◆ Выбранный текст:
------------
Каковы бы ни были точные размеры убытков французов, они рельефно характеризуются сделанным Директорией в 1799 году заявлением о факте, не имевшем до тех пор примера, а именно, что «в море нет ни одного коммерческого судна под французским флагом». И это заявление отнюдь не было лишь фигуральным оборотом речи, употребленным для усиления впечатления. Оно было буквальным свидетельством об истине. «Прежние источники нашего благосостояния, – писал Арну, начальник торгового бюро, еще в 1797 году, – или утрачены, или истощены… Наши земледельческие, фабричные и промышленные ресурсы почти исчезли». И далее он говорит: «По записям за время с сентября 1793 года по сентябрь 1796 года, французских судов насчитывалось только 6028. Из них 3351 беспалубные, с водоизмещением менее чем в тридцать тонн. Морская война парализует нашу дальнюю навигацию и даже значительно уменьшает прибрежную, так что многие французские суда остаются без всякого дела и, может быть, разрушаются в наших портах. Это замечание относится главным образом к судам свыше двухсот тонн полезного водоизмещения, число которых, как видно из приводимой в выноске таблицы, доходит только до двухсот сорока восьми. До революции в европейских морях и в колониальных французских водах в плавании числилось более двух тысяч французских судов».
------------
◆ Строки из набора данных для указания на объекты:
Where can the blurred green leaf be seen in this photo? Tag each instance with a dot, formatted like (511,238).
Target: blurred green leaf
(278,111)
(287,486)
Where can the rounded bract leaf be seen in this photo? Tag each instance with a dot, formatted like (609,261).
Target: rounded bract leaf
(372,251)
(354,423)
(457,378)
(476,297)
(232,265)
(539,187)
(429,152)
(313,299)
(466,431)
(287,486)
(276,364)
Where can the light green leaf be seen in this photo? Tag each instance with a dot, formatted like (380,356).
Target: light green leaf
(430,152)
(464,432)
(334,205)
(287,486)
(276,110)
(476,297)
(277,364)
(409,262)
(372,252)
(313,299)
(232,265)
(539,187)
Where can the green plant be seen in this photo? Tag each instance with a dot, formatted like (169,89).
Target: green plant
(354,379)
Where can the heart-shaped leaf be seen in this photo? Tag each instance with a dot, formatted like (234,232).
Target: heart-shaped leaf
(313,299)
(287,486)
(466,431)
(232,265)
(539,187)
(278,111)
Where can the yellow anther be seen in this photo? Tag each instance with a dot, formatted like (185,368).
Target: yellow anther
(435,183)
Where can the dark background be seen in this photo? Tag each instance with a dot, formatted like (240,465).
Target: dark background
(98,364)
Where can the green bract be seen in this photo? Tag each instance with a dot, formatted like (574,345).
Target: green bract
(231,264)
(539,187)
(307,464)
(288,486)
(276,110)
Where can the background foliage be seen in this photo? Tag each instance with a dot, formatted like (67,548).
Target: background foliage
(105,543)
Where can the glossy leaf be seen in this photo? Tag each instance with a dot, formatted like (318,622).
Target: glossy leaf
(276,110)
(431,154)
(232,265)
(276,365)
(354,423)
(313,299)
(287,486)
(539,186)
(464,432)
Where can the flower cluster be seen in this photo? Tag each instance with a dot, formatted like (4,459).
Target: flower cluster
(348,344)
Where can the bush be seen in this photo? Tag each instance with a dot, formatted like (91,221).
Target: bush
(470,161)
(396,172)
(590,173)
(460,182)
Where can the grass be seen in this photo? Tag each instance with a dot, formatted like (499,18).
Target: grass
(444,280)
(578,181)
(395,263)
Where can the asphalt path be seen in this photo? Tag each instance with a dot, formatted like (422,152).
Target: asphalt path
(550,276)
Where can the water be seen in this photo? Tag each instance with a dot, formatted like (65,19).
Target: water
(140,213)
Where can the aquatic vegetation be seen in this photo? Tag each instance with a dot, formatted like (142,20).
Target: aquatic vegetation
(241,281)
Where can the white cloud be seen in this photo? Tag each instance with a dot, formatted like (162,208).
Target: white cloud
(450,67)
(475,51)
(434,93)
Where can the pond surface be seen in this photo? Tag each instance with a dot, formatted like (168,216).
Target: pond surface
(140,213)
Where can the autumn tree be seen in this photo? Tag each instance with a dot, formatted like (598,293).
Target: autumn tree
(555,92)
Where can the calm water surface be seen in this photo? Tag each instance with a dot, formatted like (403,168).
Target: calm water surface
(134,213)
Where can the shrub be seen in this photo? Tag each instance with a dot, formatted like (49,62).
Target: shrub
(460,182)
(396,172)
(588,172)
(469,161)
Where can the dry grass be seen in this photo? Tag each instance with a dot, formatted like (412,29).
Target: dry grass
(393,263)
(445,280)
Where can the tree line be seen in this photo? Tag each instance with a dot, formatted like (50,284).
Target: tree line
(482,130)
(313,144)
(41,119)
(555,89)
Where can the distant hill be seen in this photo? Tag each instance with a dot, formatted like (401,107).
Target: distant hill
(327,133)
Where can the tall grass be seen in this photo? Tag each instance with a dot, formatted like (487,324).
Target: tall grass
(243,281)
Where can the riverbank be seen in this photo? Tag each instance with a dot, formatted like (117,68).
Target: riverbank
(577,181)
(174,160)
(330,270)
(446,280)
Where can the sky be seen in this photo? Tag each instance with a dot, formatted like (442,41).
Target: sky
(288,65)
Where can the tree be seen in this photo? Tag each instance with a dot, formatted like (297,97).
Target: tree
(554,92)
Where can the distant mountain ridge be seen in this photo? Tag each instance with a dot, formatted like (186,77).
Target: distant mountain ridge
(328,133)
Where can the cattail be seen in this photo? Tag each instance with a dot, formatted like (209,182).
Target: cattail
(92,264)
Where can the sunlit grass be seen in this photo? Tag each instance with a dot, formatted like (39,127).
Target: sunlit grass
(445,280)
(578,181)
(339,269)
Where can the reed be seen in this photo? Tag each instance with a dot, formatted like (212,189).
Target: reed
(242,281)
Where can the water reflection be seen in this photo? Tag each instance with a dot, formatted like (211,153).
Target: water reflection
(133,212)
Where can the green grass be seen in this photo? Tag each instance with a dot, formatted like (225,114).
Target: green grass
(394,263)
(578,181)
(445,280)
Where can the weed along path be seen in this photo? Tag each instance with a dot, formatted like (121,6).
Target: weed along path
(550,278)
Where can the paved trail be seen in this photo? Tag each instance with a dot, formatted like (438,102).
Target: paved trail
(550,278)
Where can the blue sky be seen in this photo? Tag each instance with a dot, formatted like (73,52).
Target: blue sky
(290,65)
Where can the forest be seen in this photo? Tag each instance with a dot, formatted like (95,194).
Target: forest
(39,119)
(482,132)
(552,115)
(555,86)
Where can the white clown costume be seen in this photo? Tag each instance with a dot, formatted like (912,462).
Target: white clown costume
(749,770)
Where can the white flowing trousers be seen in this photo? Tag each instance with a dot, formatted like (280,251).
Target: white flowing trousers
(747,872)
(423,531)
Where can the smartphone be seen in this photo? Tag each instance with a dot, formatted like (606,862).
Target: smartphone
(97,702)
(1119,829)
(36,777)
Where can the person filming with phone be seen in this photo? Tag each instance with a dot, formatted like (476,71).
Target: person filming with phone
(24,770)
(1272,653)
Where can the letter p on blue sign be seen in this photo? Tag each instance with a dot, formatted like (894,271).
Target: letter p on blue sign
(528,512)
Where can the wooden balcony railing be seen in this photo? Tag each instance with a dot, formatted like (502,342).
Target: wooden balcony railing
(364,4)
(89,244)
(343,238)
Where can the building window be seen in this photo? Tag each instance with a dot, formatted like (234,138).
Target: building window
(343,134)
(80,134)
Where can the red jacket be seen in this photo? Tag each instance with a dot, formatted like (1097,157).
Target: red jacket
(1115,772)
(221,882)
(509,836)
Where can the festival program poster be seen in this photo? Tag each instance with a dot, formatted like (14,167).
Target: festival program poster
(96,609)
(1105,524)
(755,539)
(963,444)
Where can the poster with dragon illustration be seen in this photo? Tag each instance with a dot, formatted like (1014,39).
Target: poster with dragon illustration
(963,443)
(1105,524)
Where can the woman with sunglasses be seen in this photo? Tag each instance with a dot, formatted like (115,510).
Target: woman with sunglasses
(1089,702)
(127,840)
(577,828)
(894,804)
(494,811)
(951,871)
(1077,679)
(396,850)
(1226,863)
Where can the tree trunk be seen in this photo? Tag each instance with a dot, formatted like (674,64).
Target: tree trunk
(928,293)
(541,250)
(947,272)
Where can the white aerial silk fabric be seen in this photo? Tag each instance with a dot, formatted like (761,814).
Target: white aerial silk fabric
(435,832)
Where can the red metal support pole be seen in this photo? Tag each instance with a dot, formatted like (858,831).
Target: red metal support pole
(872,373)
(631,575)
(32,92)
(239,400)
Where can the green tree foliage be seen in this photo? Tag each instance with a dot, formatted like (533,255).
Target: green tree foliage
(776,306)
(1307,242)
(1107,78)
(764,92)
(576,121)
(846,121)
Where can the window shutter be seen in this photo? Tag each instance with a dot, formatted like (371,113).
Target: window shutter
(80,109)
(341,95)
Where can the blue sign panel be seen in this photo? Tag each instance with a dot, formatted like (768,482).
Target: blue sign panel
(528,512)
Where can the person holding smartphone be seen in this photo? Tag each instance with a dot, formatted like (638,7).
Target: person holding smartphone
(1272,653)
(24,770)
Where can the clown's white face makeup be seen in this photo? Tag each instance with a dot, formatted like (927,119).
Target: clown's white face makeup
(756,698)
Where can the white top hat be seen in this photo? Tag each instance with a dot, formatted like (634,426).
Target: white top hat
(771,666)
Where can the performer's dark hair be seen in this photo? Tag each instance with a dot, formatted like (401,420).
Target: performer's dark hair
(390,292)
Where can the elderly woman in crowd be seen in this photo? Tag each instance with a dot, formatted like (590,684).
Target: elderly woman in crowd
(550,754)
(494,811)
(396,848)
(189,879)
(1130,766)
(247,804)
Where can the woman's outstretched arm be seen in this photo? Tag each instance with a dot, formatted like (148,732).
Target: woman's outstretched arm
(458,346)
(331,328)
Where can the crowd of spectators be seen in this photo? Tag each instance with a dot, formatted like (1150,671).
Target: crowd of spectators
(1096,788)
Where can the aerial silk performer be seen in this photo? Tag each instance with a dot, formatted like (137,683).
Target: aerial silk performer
------------
◆ Задание 1: Сколько французских судов насчитывалось с сентября 1793 года по сентябрь 1796 года по записям, на которые ссылается Арну в выбранном тексте?
◆ Задание 2: Перечислите все годы, упомянутые в выбранном тексте.
◆ Задание 3: Продолжите текст об убытках французского торгового флота, начиная с места, следующего за его последним предложением.

◆ Ответ к заданию 1: 6028 судов.

◆ Ответ к заданию 2: 1799, 1797, 1793, 1796.

◆ Ответ к заданию 3:
Количество судов во всех портах Франции с сентября 1793 года по сентябрь 1796 года. [154]
За время с 20 сентября 1799 года по 20 сентября 1800 года, согласно отчету, представленному консулам, Франция получила товаров прямо из Азии, Африки и Америки в общем менее чем на триста тысяч долларов; тогда как ее экспорт в эти три части света едва достиг стоимости пятидесяти шести тысяч долларов. Перевозилось ли это незначительное количество товаров на французских или нейтральных судах – несущественно; приведенными числами доказывается, во всяком случае, уничтожение французского судоходства. Тот же самый отчет показывает, что среднее водоизмещение судов, которые, держась близко к берегу, избегали британских крейсеров и поддерживали торговые сообщения между Францией и соседними с ней странами – Голландией, Испанией и Италией, было только тридцать шесть тонн. Сообщение водой всегда легче, а для громоздких кладей и быстрее, чем сушей. В ту эпоху колесных сообщений и зачастую плохих дорог разница эта была особенно чувствительна. Во время тогдашних войн в некоторых областях Франции часто ощущался большой недостаток в продовольствии. В других же частях страны были обильные запасы зерна, так как последние не могли распределяться быстро сухим путем и свободно – водой. Для водного сообщения были необходимы весьма мелкие суда, непригодные для отдаленных плаваний, но такие, которые могли бы найти убежище от преследователей в самом маленьком порту или быть вытащенными на берег.